Özer Önder
Deli – Freud’un dediği gibi: “Tuzlu bir hesap, hem hasta, hem de doktor için en iyi reçetedir.”[1]
Dario Fo’nun en önemli eserlerinden biri olan “Bir Anarşistin Kaza Sonucu Ölümü”, Bornova Belediyesi Şehir Tiyatroları tarafından sahnelenmekte. Dario Fo’nun memleketi İtalya’da geçen oyun, bir polis karakolunda meydana gelen şüpheli bir ölümün bir “deli” tarafından sorgulanmasını konu alıyor. Grotesk tavırların ve kara mizahın etkin olduğu oyun, sosyal demokrasi görünümlü kapitalizmin eleştirisini oldukça başarılı bir biçimde tiyatro sahnesine taşıyor.
Oyun, metne eklemlenen bir ön oyun sahnesi ile açılış yapıyor. Ön oyunda, Anarşistin nasıl bir kaza sonucu eşşek cennetini boyladığına dair bir yorum karşımıza çıkıyor. Anarşist, etrafını çevreleyen polis güruhu tarafından sille tokat dövülüyor ve sonrasında da binanın dördüncü katından aşağı atlıyor ve ölümüne “kaza” süsü veriliyor. Pek süslü bir ölüm!
Gerçek oyun başladığında ise karşımıza deli çıkıyor. Deli, aslında hayatımızı kaza haline getiren bürokrasinin kendisi rolünde oldukça başarılı. Sanrıları, histerik davranışları, virgül takıntısı ile su götürmez bir deli. Zır deli adeta! Tıpkı Sovyet Rusya’sında akıl hastanesine kapatılan rejim karşıtları gibi, o da kaçığın teki. Öyle ya, hangi akıllı, kendisinden fersah fersah büyük bir sisteme karşı durur. Tiz boynu vurula!

§ Yönergeler:
a. Oyun eleştirisinde "Oyun, metne eklemlenen" ile başlayıp "Tiz boynu vurula!" ifadesine kadar süren bölümü aynen yeniden yazın.
b. Satırlar içinde "stone" dizesini barındıranların her birini belirleyin ve hiçbir değişiklik yapmadan yazın.

§ Saklanan Kayıtlar:
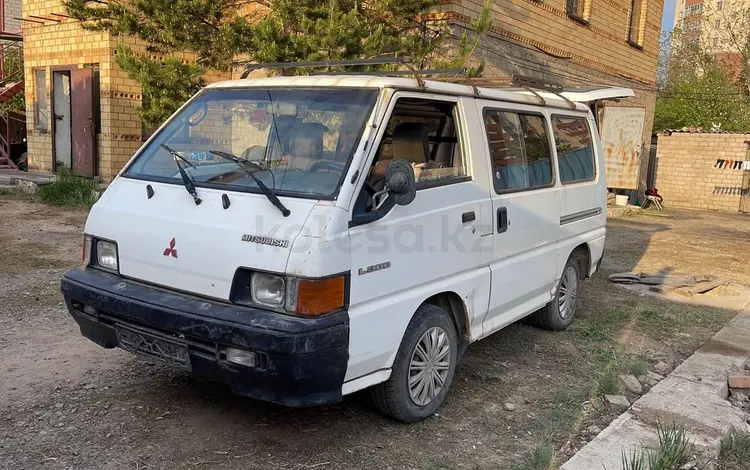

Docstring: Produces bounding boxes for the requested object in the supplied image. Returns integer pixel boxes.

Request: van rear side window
[484,109,553,193]
[552,116,596,184]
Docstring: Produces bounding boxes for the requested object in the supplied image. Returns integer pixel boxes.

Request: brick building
[0,0,25,169]
[441,0,668,193]
[655,131,750,212]
[23,0,663,189]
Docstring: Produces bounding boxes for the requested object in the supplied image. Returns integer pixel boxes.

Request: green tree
[654,22,750,131]
[63,0,492,127]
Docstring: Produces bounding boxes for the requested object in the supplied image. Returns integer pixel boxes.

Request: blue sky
[661,0,677,31]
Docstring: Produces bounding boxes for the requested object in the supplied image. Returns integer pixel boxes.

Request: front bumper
[61,268,349,406]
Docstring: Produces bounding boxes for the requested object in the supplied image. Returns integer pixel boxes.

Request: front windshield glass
[125,88,377,197]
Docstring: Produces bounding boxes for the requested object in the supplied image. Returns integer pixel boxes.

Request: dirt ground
[0,197,750,470]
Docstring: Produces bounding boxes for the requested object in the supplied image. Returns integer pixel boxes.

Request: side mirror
[372,158,417,212]
[385,158,417,206]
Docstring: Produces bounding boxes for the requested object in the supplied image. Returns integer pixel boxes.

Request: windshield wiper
[161,144,203,206]
[209,150,291,217]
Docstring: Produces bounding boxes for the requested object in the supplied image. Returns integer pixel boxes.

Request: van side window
[367,98,467,189]
[552,116,596,183]
[484,109,553,192]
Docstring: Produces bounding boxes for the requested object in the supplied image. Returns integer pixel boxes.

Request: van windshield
[124,88,377,197]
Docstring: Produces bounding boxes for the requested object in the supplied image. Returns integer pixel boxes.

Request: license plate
[115,325,192,371]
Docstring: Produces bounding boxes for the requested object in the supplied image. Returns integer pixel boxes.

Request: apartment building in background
[23,0,664,193]
[673,0,750,73]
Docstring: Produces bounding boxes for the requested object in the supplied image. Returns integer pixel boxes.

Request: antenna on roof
[512,75,576,109]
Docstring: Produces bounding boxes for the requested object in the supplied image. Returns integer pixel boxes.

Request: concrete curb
[560,307,750,470]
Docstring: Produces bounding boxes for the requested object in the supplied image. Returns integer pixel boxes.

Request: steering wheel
[310,162,344,173]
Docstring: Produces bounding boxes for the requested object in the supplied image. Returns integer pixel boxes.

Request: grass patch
[593,368,620,396]
[623,357,648,377]
[718,429,750,470]
[622,424,693,470]
[511,444,555,470]
[39,168,98,206]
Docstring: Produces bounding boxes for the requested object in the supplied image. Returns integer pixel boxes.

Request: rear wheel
[531,256,581,331]
[371,304,458,423]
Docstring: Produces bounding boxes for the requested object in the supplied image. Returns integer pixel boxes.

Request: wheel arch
[423,291,471,343]
[565,242,591,279]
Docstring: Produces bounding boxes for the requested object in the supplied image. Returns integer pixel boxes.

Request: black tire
[530,254,583,331]
[370,304,459,423]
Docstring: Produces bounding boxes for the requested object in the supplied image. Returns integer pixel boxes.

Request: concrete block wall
[655,132,750,212]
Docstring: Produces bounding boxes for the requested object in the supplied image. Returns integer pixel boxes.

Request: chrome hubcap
[409,327,451,406]
[557,267,578,318]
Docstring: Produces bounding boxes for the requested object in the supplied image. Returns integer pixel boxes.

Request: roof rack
[240,57,576,109]
[240,57,410,78]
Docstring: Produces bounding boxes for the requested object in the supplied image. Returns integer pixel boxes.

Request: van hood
[86,177,317,300]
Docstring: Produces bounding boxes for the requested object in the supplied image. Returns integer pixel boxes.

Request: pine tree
[63,0,492,127]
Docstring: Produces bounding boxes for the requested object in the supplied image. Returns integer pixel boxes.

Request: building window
[685,21,702,32]
[628,0,647,47]
[484,110,553,193]
[565,0,590,23]
[34,69,49,131]
[685,3,703,16]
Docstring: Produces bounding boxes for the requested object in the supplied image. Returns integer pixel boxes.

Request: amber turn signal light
[294,276,346,317]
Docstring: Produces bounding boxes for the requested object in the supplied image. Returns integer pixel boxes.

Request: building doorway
[52,67,99,177]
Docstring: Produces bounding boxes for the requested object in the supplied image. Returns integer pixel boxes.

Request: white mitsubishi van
[62,75,632,422]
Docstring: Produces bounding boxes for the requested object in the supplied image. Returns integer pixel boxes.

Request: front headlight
[96,240,119,271]
[250,273,286,308]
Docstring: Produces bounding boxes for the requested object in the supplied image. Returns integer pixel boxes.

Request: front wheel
[371,304,458,423]
[532,256,581,331]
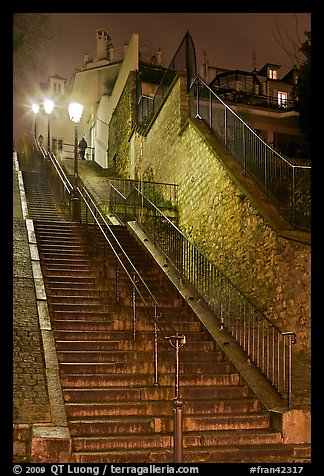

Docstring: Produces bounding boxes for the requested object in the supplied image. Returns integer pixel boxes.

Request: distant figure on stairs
[78,137,88,160]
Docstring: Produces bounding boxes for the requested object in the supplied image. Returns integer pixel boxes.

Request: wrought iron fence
[137,31,197,123]
[110,185,295,406]
[189,76,311,231]
[35,142,186,463]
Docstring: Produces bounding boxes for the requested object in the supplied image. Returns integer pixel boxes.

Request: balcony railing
[110,185,295,406]
[189,76,311,231]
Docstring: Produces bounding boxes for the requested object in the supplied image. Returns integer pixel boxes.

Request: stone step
[63,385,251,403]
[56,339,216,354]
[58,360,231,378]
[52,318,201,332]
[68,410,269,437]
[54,330,214,345]
[65,398,260,419]
[57,346,227,364]
[73,444,311,465]
[60,370,241,389]
[73,430,281,454]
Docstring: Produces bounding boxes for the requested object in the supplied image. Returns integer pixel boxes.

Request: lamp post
[44,99,54,152]
[32,103,39,140]
[69,102,83,221]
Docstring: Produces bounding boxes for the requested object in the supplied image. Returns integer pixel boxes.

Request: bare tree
[272,14,310,68]
[13,13,58,92]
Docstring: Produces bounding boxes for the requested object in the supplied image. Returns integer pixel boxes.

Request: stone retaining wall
[109,75,311,350]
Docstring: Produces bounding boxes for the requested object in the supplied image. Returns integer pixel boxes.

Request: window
[268,68,277,79]
[278,91,288,107]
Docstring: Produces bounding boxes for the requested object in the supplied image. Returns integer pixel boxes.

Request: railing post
[169,331,186,463]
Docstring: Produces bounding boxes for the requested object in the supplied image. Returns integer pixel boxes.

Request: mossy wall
[110,72,311,349]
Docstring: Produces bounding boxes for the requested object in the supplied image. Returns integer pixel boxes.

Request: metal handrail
[189,76,311,231]
[77,187,177,339]
[77,188,186,463]
[110,185,296,406]
[32,144,186,463]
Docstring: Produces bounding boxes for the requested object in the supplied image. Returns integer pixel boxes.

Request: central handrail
[33,144,186,463]
[110,185,296,406]
[77,187,178,339]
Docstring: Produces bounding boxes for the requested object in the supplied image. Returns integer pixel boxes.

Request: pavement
[62,159,311,407]
[13,155,311,458]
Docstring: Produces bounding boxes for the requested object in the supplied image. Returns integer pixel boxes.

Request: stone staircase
[18,158,310,463]
[34,219,310,463]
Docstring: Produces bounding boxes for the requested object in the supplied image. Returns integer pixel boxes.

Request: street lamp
[69,102,83,185]
[69,102,83,221]
[32,103,39,140]
[44,99,54,152]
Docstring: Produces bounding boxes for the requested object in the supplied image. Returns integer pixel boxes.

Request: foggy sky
[44,13,311,81]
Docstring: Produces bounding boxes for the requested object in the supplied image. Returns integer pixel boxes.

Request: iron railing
[107,177,178,210]
[189,76,311,231]
[32,143,186,463]
[110,185,295,406]
[137,31,197,123]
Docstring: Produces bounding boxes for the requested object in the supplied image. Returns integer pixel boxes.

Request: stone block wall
[110,75,311,350]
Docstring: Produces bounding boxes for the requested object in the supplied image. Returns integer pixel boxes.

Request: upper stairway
[34,220,309,463]
[18,153,310,463]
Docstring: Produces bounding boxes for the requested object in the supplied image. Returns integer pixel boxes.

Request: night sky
[13,13,311,140]
[48,13,311,81]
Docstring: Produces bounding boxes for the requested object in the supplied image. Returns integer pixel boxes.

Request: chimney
[156,48,162,65]
[96,28,111,59]
[83,52,90,66]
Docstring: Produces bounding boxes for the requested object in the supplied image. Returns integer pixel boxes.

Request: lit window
[269,68,277,79]
[278,91,288,107]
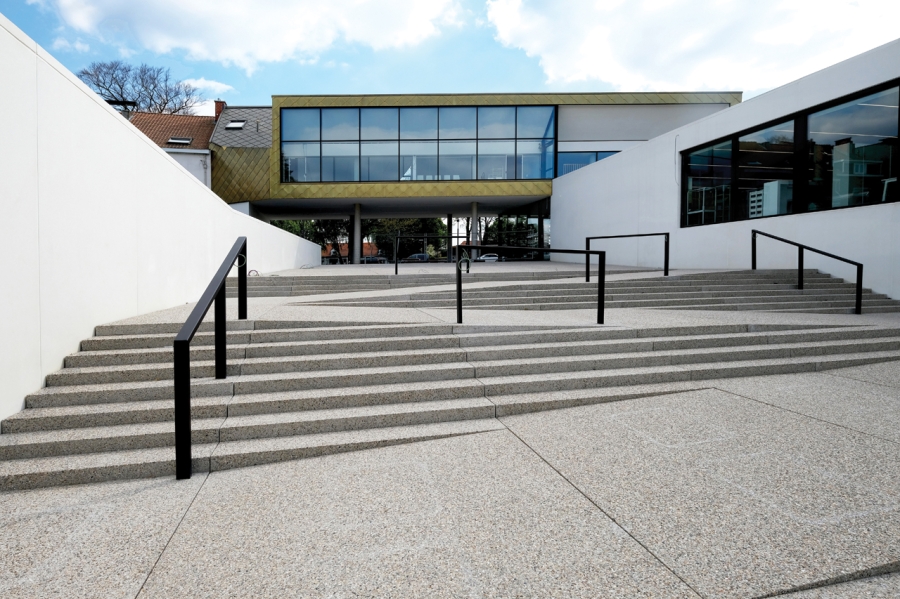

§ Görevlere Göre Yanıtlar:
a.
Oyun, metne eklemlenen bir ön oyun sahnesi ile açılış yapıyor. Ön oyunda, Anarşistin nasıl bir kaza sonucu eşşek cennetini boyladığına dair bir yorum karşımıza çıkıyor. Anarşist, etrafını çevreleyen polis güruhu tarafından sille tokat dövülüyor ve sonrasında da binanın dördüncü katından aşağı atlıyor ve ölümüne “kaza” süsü veriliyor. Pek süslü bir ölüm!
Gerçek oyun başladığında ise karşımıza deli çıkıyor. Deli, aslında hayatımızı kaza haline getiren bürokrasinin kendisi rolünde oldukça başarılı. Sanrıları, histerik davranışları, virgül takıntısı ile su götürmez bir deli. Zır deli adeta! Tıpkı Sovyet Rusya’sında akıl hastanesine kapatılan rejim karşıtları gibi, o da kaçığın teki. Öyle ya, hangi akıllı, kendisinden fersah fersah büyük bir sisteme karşı durur. Tiz boynu vurula!

b.
Request: stone step
Request: stone retaining wall
Request: stone staircase
Request: stone block wall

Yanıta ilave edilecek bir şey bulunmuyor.